PROVIDED TEXT:
Where every Bay Area county stands on metrics to lift COVID-19 indoor mask mandates

All eight Bay Area counties still enforcing an indoor mask mandate are using the same shared metrics that will determine when the mandates will be lifted, and some counties are closer to hitting those metrics than others.

The criteria are as follows:

1. A county reaches the "moderate" (yellow) tier of case rates as determined by the Centers for Disease Control and Prevention's data tracker and remains there for three weeks.

2. The county health officer determines that COVID-19 hospitalizations are "low and stable."

3. 80% of a county's total population is fully vaccinated against COVID-19 or eight weeks have passed since a COVID-19 vaccine has been authorized for children ages 5-11.

Currently, four Bay Area counties — Marin, San Mateo, Alameda and San Francisco — are in the yellow tier. Marin was the first to enter the yellow tier a week and a half ago, and was followed shortly after by San Mateo County. Alameda County was added to the yellow tier last week, and San Francisco joined on Monday.

Of those four counties, only Marin is at the 80% vaccination rate required to lift the mandate. County Health Officer Dr. Matt Willis has even assigned an earliest possible date for when the mask mandate can be lifted (Nov. 3), but noted that any case or hospitalization uptick will set that back.

To qualify for the yellow tier, a county must report fewer than 50 new COVID-19 cases per 100,000 residents over the past seven days. The CDC tracker lists Marin's seven-day case rate at 48.29, meaning any slight case uptick could dislodge the county from the yellow tier and reset the three-week clock that the counties decided upon.

INFORMATION PROVIDED:
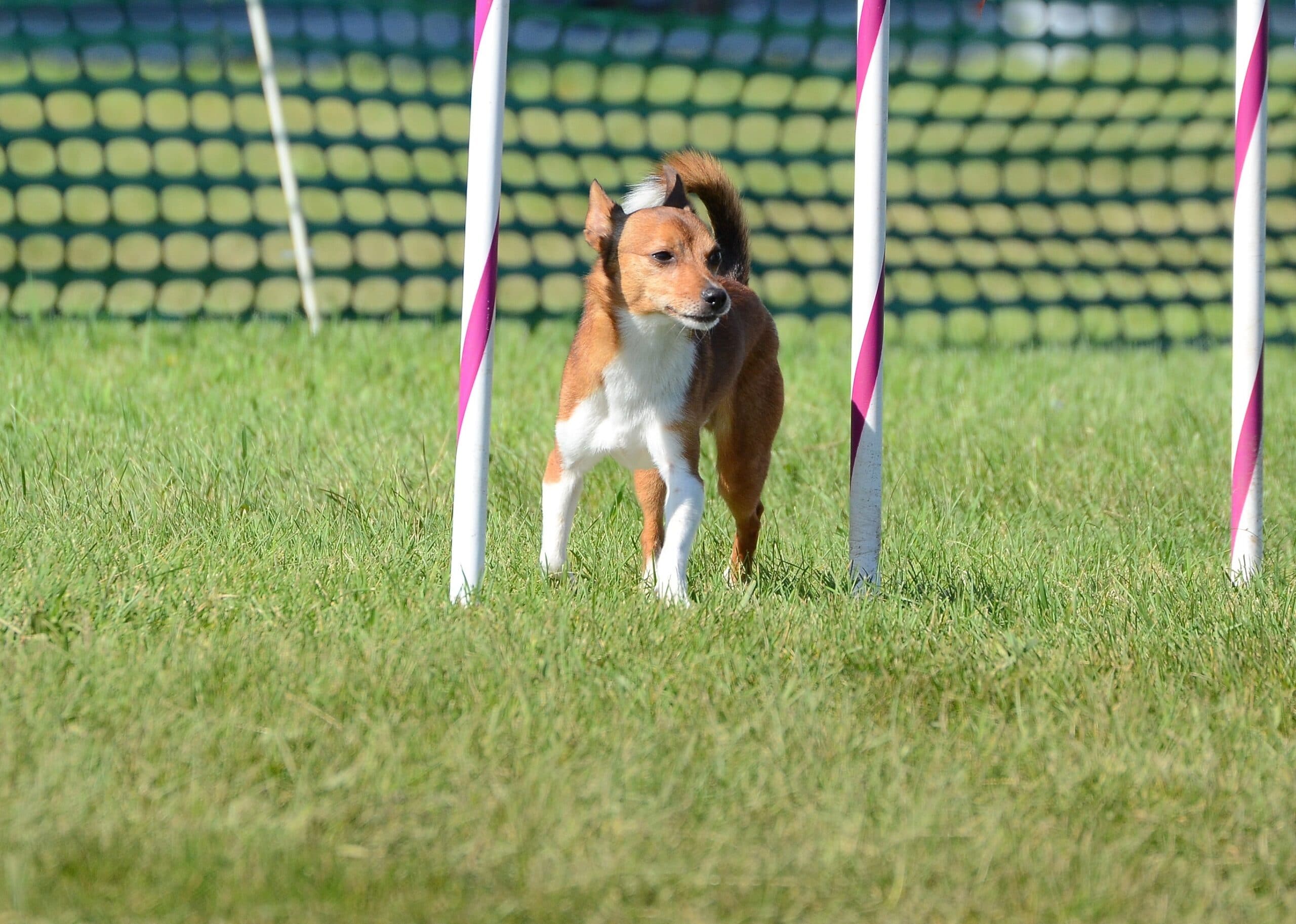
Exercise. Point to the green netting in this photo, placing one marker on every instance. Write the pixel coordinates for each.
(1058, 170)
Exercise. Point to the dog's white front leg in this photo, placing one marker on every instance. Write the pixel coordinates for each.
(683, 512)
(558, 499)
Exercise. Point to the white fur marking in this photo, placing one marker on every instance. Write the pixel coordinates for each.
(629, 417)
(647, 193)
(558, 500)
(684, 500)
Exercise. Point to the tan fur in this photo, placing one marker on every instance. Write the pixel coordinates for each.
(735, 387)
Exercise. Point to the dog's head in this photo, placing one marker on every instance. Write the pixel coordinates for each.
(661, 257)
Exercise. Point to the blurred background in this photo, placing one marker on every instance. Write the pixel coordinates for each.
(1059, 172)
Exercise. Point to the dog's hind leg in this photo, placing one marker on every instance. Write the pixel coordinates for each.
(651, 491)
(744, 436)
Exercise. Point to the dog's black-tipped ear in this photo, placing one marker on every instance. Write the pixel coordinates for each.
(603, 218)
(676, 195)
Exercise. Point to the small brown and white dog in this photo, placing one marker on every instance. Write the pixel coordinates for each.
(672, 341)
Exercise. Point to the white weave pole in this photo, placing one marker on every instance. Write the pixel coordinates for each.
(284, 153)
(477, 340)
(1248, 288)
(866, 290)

PROBLEM A: Translate this sentence from the article on Bay Area mask mandates into Spanish: "Alameda County was added to the yellow tier last week, and San Francisco joined on Monday."
PROBLEM B:
Answer these questions from the article on Bay Area mask mandates:
(i) How many Bay Area counties are still enforcing an indoor mask mandate?
(ii) What earliest possible date did Marin's County Health Officer assign for lifting the mask mandate?
(iii) What seven-day case rate does the CDC tracker list for Marin?
The rows have no role in these tasks.

ANSWER AREA A: El condado de Alameda fue añadido al nivel amarillo la semana pasada, y San Francisco se unió el lunes.

ANSWER AREA B:
(i) Eight
(ii) Nov. 3
(iii) 48.29